TEXT EXCERPT:
Preparing for the First Vet Visit
Schedule a vet appointment within the first week of bringing your kitten home. Kittens under 8 weeks old usually can't be safely handled by most vets, but if your kitten is older, don't wait.
What to expect
The vet will do a physical exam, check their weight, listen to their heart and lungs, palpate their belly, and look in their eyes and ears. They'll ask about eating, drinking, and litter box habits. If the kitten is 8+ weeks old, they'll start the vaccination series (typically three shots spaced 3-4 weeks apart). Bring the kitten's current food so the vet can advise if a change is needed.
What to bring
Take any health records or vaccination paperwork from the breeder or rescue. Bring a sample of their current food (or the bag). A photo or description of any health concerns you've noticed. A list of any questions is helpful too — most vets won't mind a brief list.
Vaccination schedule basics
Kittens need a series of core vaccines: FVRCP (feline viral rhinotracheitis, calicivirus, and panleukopenia) given every 3-4 weeks until 16 weeks old, then a booster at one year. Rabies is also core. FeLV (feline leukemia) is often recommended for kittens and outdoor cats. Your vet will recommend a schedule based on your kitten's age and lifestyle.

EXERCISE SET:
[A] Copy the part of the vet visit guide from "What to expect" to "change is needed." word for word.
[B] Answer these questions using the vet visit guide:
(i) How soon after bringing a kitten home should you schedule a vet appointment?
(ii) How far apart are the shots in the vaccination series typically spaced?
(iii) Until what age is FVRCP given every 3-4 weeks?
[C] According to the vet visit guide, why should you bring the kitten's current food to the visit?
The items after the vet visit guide are separate material.

RECORD EXCERPTS:
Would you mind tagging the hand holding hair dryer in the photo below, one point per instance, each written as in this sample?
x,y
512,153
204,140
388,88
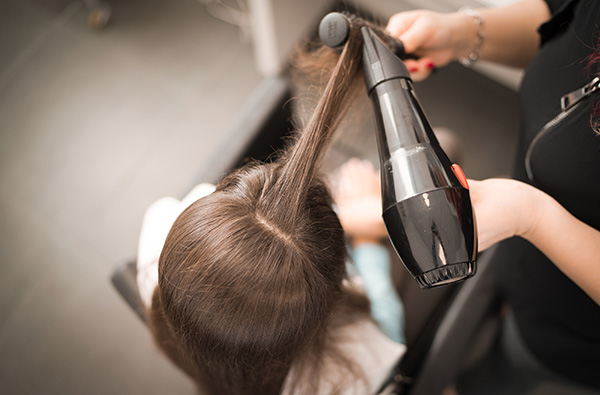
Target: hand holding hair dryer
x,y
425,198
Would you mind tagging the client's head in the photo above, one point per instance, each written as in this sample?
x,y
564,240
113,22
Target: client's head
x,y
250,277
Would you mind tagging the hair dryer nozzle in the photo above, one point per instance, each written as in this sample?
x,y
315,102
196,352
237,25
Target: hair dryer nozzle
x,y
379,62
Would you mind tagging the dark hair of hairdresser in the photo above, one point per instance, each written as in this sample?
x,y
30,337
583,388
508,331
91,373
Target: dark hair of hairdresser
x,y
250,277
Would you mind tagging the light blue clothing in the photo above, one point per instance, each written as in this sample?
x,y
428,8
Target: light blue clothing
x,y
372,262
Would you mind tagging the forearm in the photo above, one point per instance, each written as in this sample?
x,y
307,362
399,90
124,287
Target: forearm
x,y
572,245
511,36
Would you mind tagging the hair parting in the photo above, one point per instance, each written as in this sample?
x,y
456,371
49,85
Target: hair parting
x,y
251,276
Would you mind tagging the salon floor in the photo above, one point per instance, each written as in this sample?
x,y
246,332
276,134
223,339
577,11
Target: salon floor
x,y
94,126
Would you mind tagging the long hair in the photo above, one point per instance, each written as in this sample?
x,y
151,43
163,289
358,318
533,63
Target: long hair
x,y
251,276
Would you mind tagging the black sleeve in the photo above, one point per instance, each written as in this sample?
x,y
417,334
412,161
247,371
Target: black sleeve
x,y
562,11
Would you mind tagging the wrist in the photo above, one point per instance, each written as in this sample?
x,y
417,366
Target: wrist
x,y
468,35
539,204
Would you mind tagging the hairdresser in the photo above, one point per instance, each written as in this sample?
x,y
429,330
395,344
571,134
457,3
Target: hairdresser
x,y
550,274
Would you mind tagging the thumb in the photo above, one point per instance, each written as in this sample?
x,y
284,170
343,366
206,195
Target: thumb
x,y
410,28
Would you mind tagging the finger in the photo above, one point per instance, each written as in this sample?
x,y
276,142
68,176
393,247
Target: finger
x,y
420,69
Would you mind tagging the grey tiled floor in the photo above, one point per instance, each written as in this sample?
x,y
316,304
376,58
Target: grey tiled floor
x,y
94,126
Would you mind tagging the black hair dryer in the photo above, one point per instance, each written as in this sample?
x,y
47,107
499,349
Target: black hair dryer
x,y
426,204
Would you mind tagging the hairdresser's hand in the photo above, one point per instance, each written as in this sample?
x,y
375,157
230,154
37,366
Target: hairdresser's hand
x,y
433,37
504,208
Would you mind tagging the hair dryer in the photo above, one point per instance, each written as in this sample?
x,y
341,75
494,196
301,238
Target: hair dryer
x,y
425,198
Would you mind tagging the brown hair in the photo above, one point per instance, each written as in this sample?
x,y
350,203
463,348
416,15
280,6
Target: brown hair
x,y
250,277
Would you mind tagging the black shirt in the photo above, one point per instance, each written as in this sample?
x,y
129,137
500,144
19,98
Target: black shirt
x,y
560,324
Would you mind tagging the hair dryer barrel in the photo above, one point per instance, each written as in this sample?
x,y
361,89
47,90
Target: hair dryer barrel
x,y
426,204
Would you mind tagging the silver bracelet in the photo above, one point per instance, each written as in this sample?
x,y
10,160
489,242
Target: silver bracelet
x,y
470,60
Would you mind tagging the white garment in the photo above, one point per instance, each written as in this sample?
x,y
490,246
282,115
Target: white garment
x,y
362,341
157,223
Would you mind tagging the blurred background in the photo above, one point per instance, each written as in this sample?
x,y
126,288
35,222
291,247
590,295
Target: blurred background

WRITTEN ANSWERS:
[A]
What to expect
The vet will do a physical exam, check their weight, listen to their heart and lungs, palpate their belly, and look in their eyes and ears. They'll ask about eating, drinking, and litter box habits. If the kitten is 8+ weeks old, they'll start the vaccination series (typically three shots spaced 3-4 weeks apart). Bring the kitten's current food so the vet can advise if a change is needed.

[B]
(i) Within the first week.
(ii) 3-4 weeks apart.
(iii) Until 16 weeks old.

[C] The kitten's current food lets the vet advise whether a change is needed.